→ **Dataset entries**
━━━

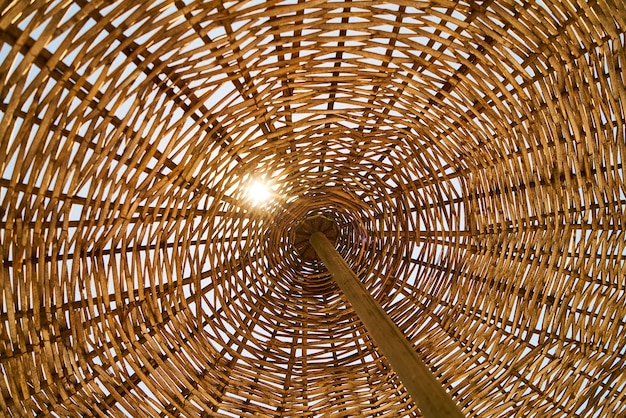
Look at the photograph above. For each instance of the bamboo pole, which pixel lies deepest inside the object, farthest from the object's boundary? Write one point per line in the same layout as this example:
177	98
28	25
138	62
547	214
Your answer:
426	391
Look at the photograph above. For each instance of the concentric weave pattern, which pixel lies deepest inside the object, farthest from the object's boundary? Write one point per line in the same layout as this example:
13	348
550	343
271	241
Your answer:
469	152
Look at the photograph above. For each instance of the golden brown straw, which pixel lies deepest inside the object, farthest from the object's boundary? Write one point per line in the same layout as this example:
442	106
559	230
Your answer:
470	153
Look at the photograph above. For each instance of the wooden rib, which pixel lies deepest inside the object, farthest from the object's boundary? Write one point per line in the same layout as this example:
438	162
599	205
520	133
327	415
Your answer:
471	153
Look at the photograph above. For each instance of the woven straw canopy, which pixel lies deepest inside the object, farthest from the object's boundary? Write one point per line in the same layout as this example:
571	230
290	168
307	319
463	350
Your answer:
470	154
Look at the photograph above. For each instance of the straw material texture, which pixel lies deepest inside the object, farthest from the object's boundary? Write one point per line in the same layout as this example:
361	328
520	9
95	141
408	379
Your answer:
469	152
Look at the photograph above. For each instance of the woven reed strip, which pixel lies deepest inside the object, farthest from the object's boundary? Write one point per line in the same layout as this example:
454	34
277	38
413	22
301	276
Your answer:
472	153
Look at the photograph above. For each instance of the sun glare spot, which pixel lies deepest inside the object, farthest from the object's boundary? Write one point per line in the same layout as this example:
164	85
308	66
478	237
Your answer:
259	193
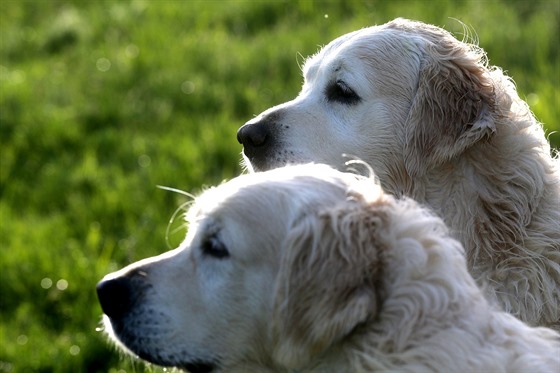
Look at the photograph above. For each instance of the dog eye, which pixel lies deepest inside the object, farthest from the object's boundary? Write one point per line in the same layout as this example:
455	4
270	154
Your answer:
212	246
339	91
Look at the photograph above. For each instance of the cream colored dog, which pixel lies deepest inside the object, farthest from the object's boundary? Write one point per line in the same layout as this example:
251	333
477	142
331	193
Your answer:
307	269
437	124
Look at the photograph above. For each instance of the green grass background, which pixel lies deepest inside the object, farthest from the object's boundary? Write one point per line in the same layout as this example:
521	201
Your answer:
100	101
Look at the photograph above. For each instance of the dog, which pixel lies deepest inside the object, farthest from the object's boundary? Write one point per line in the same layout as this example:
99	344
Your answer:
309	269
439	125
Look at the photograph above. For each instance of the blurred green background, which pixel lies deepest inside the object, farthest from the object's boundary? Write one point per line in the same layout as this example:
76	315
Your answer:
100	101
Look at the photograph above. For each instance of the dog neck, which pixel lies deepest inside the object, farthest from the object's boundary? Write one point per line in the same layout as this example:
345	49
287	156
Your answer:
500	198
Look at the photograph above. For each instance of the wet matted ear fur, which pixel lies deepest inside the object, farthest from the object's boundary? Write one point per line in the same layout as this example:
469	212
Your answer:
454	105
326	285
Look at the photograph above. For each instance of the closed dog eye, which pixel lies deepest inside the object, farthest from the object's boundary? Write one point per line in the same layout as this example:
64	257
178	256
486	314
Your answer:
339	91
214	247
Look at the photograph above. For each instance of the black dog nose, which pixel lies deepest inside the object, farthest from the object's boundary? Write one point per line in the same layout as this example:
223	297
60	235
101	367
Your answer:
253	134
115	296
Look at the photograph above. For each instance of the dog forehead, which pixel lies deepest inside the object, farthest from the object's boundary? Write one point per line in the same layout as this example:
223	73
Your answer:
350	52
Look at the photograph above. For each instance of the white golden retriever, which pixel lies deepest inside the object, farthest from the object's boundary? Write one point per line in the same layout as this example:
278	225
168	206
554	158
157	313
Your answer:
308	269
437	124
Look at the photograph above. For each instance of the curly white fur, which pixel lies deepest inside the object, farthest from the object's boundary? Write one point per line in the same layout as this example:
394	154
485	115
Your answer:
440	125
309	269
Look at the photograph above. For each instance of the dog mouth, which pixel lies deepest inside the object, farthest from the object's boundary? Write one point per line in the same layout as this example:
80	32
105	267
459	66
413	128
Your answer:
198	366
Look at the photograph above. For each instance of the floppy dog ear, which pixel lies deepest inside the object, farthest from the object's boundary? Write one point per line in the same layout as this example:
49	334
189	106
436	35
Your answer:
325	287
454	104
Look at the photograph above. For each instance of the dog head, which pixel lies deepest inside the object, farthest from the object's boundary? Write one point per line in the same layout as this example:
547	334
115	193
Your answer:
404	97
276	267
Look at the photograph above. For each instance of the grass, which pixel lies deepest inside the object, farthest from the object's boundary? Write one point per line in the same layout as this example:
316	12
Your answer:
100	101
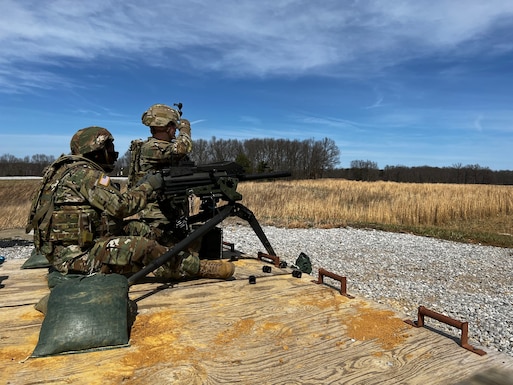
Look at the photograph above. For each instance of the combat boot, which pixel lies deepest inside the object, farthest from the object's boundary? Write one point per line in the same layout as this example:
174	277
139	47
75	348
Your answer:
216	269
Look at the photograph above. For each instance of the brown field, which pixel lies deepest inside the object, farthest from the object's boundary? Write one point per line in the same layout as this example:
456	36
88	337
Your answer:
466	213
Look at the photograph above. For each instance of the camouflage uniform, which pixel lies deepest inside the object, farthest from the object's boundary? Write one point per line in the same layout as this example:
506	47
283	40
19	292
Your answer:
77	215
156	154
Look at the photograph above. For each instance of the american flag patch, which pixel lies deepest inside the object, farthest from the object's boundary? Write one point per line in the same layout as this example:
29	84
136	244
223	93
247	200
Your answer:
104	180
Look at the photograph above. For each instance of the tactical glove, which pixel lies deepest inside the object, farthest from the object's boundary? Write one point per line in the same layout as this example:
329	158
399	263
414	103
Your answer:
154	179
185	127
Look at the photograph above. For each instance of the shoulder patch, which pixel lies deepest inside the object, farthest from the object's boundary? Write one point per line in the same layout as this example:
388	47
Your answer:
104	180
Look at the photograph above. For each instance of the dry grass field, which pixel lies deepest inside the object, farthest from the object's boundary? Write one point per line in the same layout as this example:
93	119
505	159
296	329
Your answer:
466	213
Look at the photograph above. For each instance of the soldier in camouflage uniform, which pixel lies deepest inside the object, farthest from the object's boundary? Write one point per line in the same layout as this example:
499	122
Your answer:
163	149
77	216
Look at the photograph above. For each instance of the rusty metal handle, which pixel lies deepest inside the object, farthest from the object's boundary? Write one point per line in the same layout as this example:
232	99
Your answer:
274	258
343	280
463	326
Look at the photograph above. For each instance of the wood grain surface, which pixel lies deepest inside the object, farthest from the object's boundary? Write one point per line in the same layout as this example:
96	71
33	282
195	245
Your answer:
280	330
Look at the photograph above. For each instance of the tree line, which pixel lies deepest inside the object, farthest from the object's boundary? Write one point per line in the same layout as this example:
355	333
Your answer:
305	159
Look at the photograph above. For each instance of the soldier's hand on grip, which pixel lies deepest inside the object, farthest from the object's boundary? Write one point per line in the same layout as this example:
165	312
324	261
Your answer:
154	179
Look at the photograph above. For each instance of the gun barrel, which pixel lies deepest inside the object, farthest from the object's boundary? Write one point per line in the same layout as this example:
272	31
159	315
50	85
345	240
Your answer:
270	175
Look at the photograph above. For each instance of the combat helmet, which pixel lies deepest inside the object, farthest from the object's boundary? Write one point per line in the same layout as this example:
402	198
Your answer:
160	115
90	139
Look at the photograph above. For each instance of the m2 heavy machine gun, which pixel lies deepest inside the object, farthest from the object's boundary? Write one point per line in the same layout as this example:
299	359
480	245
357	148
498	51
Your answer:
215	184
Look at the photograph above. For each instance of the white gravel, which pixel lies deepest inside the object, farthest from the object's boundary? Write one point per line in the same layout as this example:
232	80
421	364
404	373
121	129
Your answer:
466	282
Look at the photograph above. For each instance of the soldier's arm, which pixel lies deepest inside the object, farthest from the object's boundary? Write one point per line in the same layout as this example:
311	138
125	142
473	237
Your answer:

━━━

→ **The task**
Transcribe all the entries precisely. Do not include any picture.

→ **Exercise result**
Look at the photograph above. For each instance of the bamboo pole, which pixel lies deepest inside the object, farthest from the object's boundary? Write one point per line in the same layout as this example:
177	98
28	25
138	62
547	214
Your answer:
426	391
Look at the photograph above. For each instance of the concentric weave pattern, which pixel lies deepest inside the object, farthest from the object's boundary? Write one point per line in the same layout as this example:
13	348
550	343
271	241
Your answer:
469	152
Look at the photograph above. For each instance of the golden brown straw, which pixel lies deepest inside the object, farthest from the object's boundary? Write one point per line in the same layout as this example:
442	106
559	230
Your answer:
470	153
Look at the photograph above. For each instance of the wooden rib, which pixel lies deepest inside the object, farthest from the object's boundary? Write one point per line in the same layout as this example:
438	162
599	205
520	133
327	415
Your answer:
471	153
Look at the photograph above. For each instance of the woven straw canopy, which pixel lies deepest inside the object, farthest from the object's boundary? Write one point per line in the same layout as this example:
571	230
290	168
307	319
463	350
Your answer:
470	154
Look at the photograph above. For each instance of the straw material texture, which pixel lies deepest inside the object, farthest from the object's boundary? Write one point per line in the same layout as this example:
361	328
520	9
95	141
408	379
Your answer:
469	152
Look at the photograph above. For each instance of the woven reed strip, which pixel lies deepest inside the object, farthest from the object's boundary? Write one point per line in the same layout as this example:
454	34
277	38
413	22
301	276
Your answer:
472	153
Look at the photograph above. For each instance of the sun glare spot, which pixel lies deepest inside the object, farthest from the object's boundary? Write one point per line in the same layout as this example:
164	85
308	66
478	237
Your answer:
259	193
Look at the photograph above. For each instance of the dog eye, which pixel lies deepest inside the object, farthest from the object's boundary? Write one point per line in the same layout as this example:
455	4
270	154
Your answer:
212	246
339	91
Look at the photograph above. For each instance of the cream colored dog, which pixel lies deepest inside the object, farthest from the object's boundary? Write one point per line in the same layout as this example:
251	333
477	142
331	193
Your answer:
307	269
437	124
Look at the photograph above. For each instance of the green grass background, which pixel lies deepest inside the object, farthest from the object's boundary? Write one point per line in the same layout as this example:
521	201
Your answer:
100	101
Look at the photograph above. For each instance of the dog, which pixel lies deepest inside the object, farthest from the object's boundary? Write one point per line in the same layout as this example:
99	344
Your answer:
309	269
439	125
Look at the photograph above. For each instance of the blurred green background, which pixel lies deepest inside the object, farthest from the object's boundary? Write one point per line in the same layout as this example:
76	315
Your answer:
100	101
Look at the photograph above. For each instance of the dog neck, which pixel lies deepest inside the object, farthest from the object's boundary? Write one point per line in the same layout as this example:
345	49
287	156
Your answer:
500	198
Look at the photograph above. For each instance of the wet matted ear fur, which pixel lies deepest inside the object, farthest from the object's boundary? Write one point per line in the same layout as this example:
469	212
Your answer:
454	105
326	285
Look at the photograph above. For each instance of the closed dog eye, which pixel lies deepest inside the object, farthest from the object's boundary? Write one point per line in the same layout as this example:
64	257
178	256
486	314
Your answer:
339	91
214	247
Look at the photograph above. For each instance of the black dog nose, which pixel lies deepest inside the object, farthest from the object's boundary? Write one point per line in the same layout as this example:
223	297
60	235
101	367
Your answer:
253	134
115	296
Look at the photograph above. For each instance of the dog forehead, which pixel lies deepest inside the object, farthest from the object's boundary? Write one point per line in the same layout as this example:
223	73
Your answer:
350	52
Look at the photograph above. For each instance of the white golden retriever, which pixel lies deepest inside the object, farthest from the object's boundary? Write one point per line in the same layout as this example:
278	225
168	206
554	158
157	313
Your answer:
308	269
437	124
Look at the photograph above. For each instance of the curly white fur, which pixel lies deepest inside the object, farthest from the object's boundary? Write one point per line in the same layout as this example:
394	154
485	115
Your answer:
440	125
309	269
Look at the photograph above. For each instance of the dog mouth, which pixel lies deepest inside the object, farthest from the object's boundary? Write one point per line in the same layout as this example:
80	32
105	267
459	66
413	128
Your answer:
198	366
Look at the photograph above. For each instance of the floppy dog ear, which pixel lies deepest inside the object, farthest from the object's boundary? Write one point per line in the same layout as this example:
49	334
189	106
436	35
Your answer:
325	287
454	104
Look at the photograph above. For each instance of the dog head, which pixel lies deepest inside the object, farthest from the object's boundary? Write one point per line in the same layout as this example:
547	334
115	193
Your answer:
404	97
276	267
Look at the photograph above. For each instance of the grass, which pixel lies deepest inside the object, farthest from the object's boundary? Write one point per line in the same layout as this example:
316	12
Your answer:
100	101
Look at the photograph above. For each instance of the combat boot, which pixel lies deepest inside the object, farthest from the object's boundary? Write one point per line in the same layout as this example:
174	277
139	47
75	348
Your answer:
216	269
Look at the photograph above. For each instance of the brown field, which pixel lies deepest inside the object, farthest from the object's boundary? Write one point per line in the same layout as this example:
456	36
88	337
Your answer:
466	213
Look at the photograph above. For each instance of the camouflage uniform, which pixel lies deepest inside the object, farthest from the object's boundary? Write one point per line in the same layout as this example:
506	47
283	40
19	292
Your answer:
77	215
156	154
Look at the photograph above. For each instance of the american flag patch, which pixel lies deepest inside the object, farthest from the object's boundary? Write one point per line in the same layout as this example:
29	84
136	244
223	93
247	200
Your answer:
104	180
Look at the photograph above. For each instance of the tactical glove, which pixel lies deepest inside the object, farthest from the object's boundary? Write one point per line in the same layout as this example:
329	158
399	263
414	103
Your answer:
154	179
185	127
Look at the photograph above. For each instance of the shoulder patch, which pixel lies deepest inside the object, farthest from the object's boundary? Write one point per line in the same layout as this example:
388	47
Your answer:
104	180
Look at the photograph above. For each instance of the dry grass field, which pixel lies deepest inside the object, farthest from the object's boundary? Write one point per line in the same layout as this example:
93	119
505	159
296	329
Your answer:
466	213
Look at the photograph above. For each instance of the soldier in camouflage uniform, which pixel lies deepest inside the object, farthest from the object's boundary? Write one point per line in the same layout as this example:
499	122
Your answer:
163	149
77	216
Look at the photograph above. For each instance of the rusty metal handle, which pixel lies deepest inside the object, farthest from the object's boundary? Write one point per line in the same layout as this example:
232	99
Your answer:
274	258
343	280
463	326
Look at the photograph above. For each instance of the wood grain surface, which pixel lies deepest inside the object, farthest from the object's boundary? Write one point per line in the same layout as this example:
96	71
33	282
195	245
Your answer:
280	330
Look at the photograph above. For each instance of the tree line, which pixel lies deepest inside the object, farthest from the object's boundary? Write one point per line in the same layout as this example:
355	333
Your answer:
305	159
Look at the photograph above. For each instance of the soldier's hand on grip, which pixel lies deepest inside the object, farthest from the object's boundary? Write one point per line in the same layout as this example:
165	312
324	261
Your answer:
154	179
Look at the photograph above. For each instance of the gun barrel, which pixel lies deepest inside the object, farthest from the object's boundary? Write one point per line in the same layout as this example:
272	31
159	315
50	85
345	240
Your answer:
270	175
Look at the photograph above. For each instance of the combat helmet, which pixel lies deepest inside the object, farthest from the object's boundary? Write one point per line in the same layout as this example:
402	198
Your answer:
160	115
90	139
Look at the photograph above. For each instance of the m2 heavy machine gun, which pixel lies deepest inside the object, farthest from the object's boundary? Write one point per line in the same layout as this example:
299	359
480	245
357	148
498	51
Your answer:
215	184
Look at the photograph above. For each instance of the white gravel, which pixel lies deepest inside the object, farthest from the object's boundary? Write one point per line in the same layout as this example:
232	80
421	364
404	373
121	129
Your answer:
466	282
Look at the photograph above. For each instance of the soldier's arm, which pixel lies deepest inside the object, farthest from the object's boundary? Write one point per line in the same layout as this example:
311	138
125	142
473	237
Your answer:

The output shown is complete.